**Your task**
Copy every line from the one containing "Where can you see the church tower clock" through the end of the records, requests included, and add 53 to each coordinate in the answer points. Leave the pictures out.

**Extracted records**
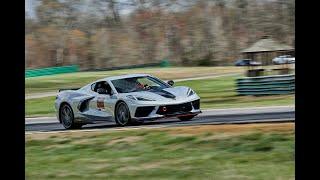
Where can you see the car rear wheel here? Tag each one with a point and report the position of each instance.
(186, 118)
(67, 117)
(122, 114)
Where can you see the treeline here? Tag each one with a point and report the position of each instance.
(107, 33)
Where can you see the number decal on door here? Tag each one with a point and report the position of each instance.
(100, 102)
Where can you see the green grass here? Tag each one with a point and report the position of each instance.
(215, 93)
(74, 80)
(159, 154)
(40, 107)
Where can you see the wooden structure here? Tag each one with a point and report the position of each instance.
(265, 50)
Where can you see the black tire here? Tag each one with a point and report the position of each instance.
(186, 118)
(122, 114)
(67, 117)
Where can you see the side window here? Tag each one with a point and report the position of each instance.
(93, 86)
(101, 85)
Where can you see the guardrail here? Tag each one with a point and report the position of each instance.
(266, 85)
(51, 71)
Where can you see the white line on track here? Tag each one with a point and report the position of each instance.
(162, 126)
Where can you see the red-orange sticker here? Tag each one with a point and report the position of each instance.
(100, 102)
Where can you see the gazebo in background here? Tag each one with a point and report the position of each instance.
(265, 50)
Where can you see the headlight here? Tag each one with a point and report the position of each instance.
(144, 99)
(139, 98)
(190, 92)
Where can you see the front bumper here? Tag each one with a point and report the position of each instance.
(143, 113)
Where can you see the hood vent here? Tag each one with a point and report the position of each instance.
(165, 94)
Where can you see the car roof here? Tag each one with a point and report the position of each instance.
(122, 77)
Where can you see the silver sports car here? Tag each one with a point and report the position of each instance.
(126, 99)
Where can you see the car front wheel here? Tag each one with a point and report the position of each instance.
(122, 114)
(67, 117)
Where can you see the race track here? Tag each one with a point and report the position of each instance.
(223, 116)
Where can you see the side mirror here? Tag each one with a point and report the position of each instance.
(101, 91)
(170, 82)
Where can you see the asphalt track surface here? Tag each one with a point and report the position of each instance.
(54, 93)
(222, 116)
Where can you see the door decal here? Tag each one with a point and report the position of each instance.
(100, 102)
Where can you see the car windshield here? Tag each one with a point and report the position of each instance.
(136, 84)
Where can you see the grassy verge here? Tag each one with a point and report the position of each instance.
(263, 151)
(55, 82)
(214, 93)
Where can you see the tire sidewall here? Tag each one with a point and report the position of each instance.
(72, 119)
(116, 117)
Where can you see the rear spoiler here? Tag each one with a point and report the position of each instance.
(68, 89)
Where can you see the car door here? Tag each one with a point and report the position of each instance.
(99, 106)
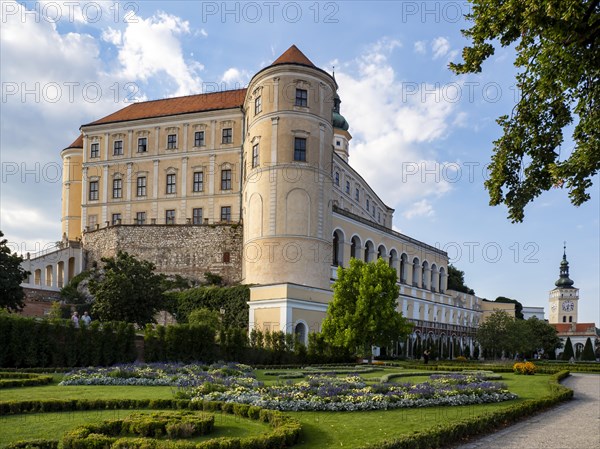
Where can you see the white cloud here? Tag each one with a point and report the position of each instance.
(420, 47)
(419, 209)
(234, 78)
(440, 47)
(393, 129)
(151, 47)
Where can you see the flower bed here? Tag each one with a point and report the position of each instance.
(351, 393)
(218, 376)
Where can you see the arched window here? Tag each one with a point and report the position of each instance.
(301, 333)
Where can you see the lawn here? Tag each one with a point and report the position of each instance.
(320, 429)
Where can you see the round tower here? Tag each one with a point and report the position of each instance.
(287, 154)
(72, 158)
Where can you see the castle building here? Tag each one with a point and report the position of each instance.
(564, 306)
(255, 185)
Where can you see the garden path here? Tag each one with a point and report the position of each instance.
(572, 425)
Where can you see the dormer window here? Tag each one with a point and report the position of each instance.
(301, 97)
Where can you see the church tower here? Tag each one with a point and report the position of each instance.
(564, 298)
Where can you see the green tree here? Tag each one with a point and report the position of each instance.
(363, 310)
(568, 353)
(128, 290)
(494, 334)
(544, 335)
(558, 58)
(456, 280)
(11, 276)
(518, 306)
(588, 351)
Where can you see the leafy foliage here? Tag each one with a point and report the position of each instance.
(518, 306)
(363, 310)
(128, 290)
(456, 280)
(11, 276)
(558, 57)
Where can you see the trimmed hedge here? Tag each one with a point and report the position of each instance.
(443, 435)
(8, 380)
(285, 430)
(111, 432)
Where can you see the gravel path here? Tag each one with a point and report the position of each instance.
(572, 425)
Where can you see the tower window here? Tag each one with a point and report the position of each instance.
(225, 179)
(257, 105)
(141, 186)
(93, 195)
(226, 213)
(142, 144)
(95, 150)
(301, 97)
(197, 215)
(198, 181)
(170, 216)
(140, 218)
(227, 135)
(117, 188)
(171, 183)
(172, 141)
(199, 139)
(300, 149)
(255, 156)
(118, 148)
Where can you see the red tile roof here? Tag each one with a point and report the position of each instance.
(174, 106)
(78, 143)
(293, 55)
(579, 328)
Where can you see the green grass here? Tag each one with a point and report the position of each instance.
(53, 425)
(320, 429)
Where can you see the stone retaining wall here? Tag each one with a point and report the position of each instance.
(187, 250)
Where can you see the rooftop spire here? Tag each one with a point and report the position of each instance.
(564, 281)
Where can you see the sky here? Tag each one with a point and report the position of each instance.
(422, 136)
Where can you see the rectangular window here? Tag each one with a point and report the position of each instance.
(95, 150)
(255, 156)
(227, 135)
(117, 188)
(226, 213)
(172, 141)
(118, 148)
(197, 215)
(170, 216)
(171, 183)
(301, 97)
(141, 186)
(142, 144)
(198, 181)
(299, 149)
(257, 105)
(93, 196)
(199, 139)
(225, 179)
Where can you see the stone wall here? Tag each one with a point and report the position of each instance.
(187, 250)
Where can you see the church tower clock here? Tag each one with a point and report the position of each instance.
(564, 298)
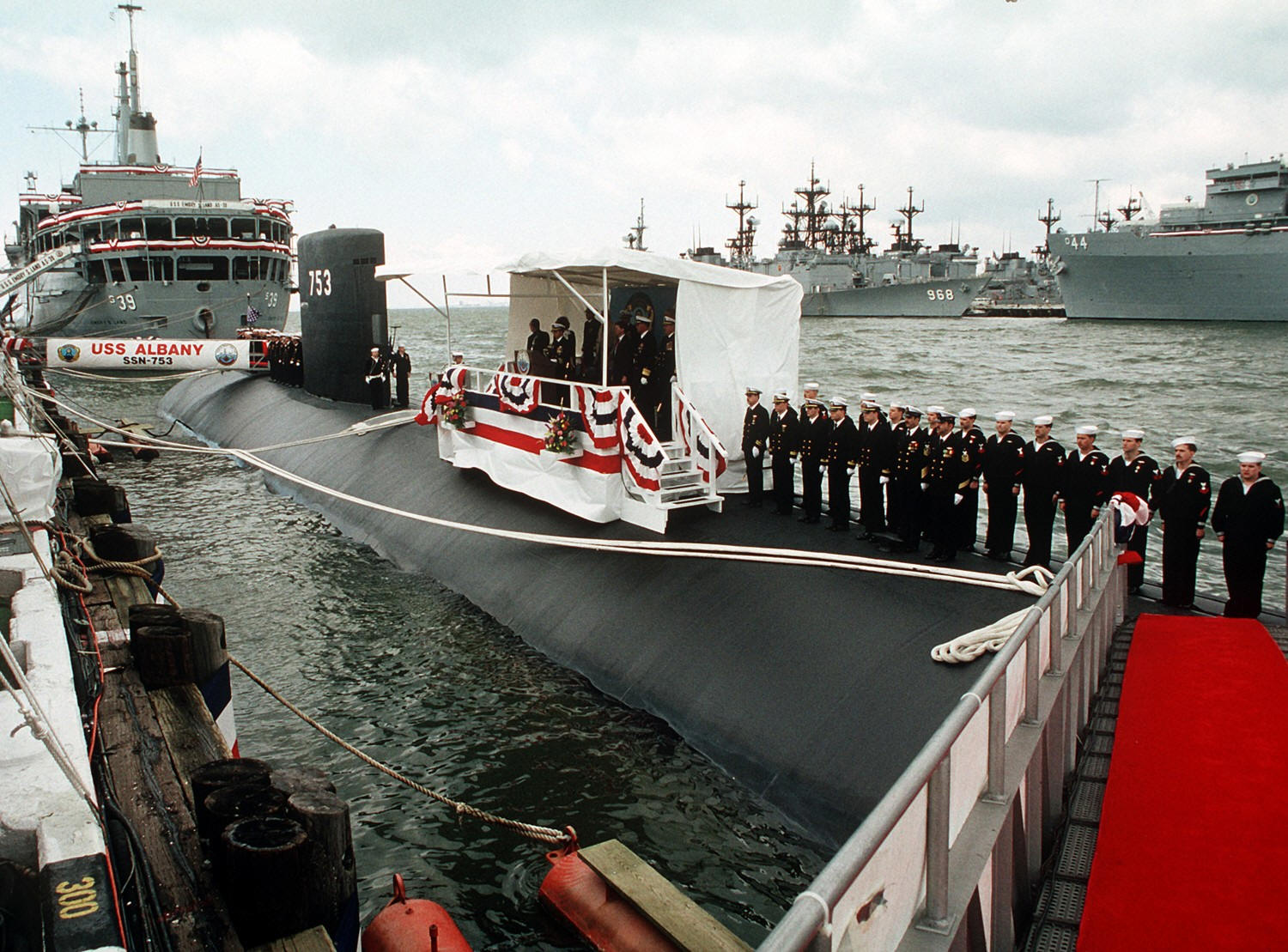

**Full output**
Where can you see the church tower clock here? Tag each one with a point and report the position of each instance.
(617, 351)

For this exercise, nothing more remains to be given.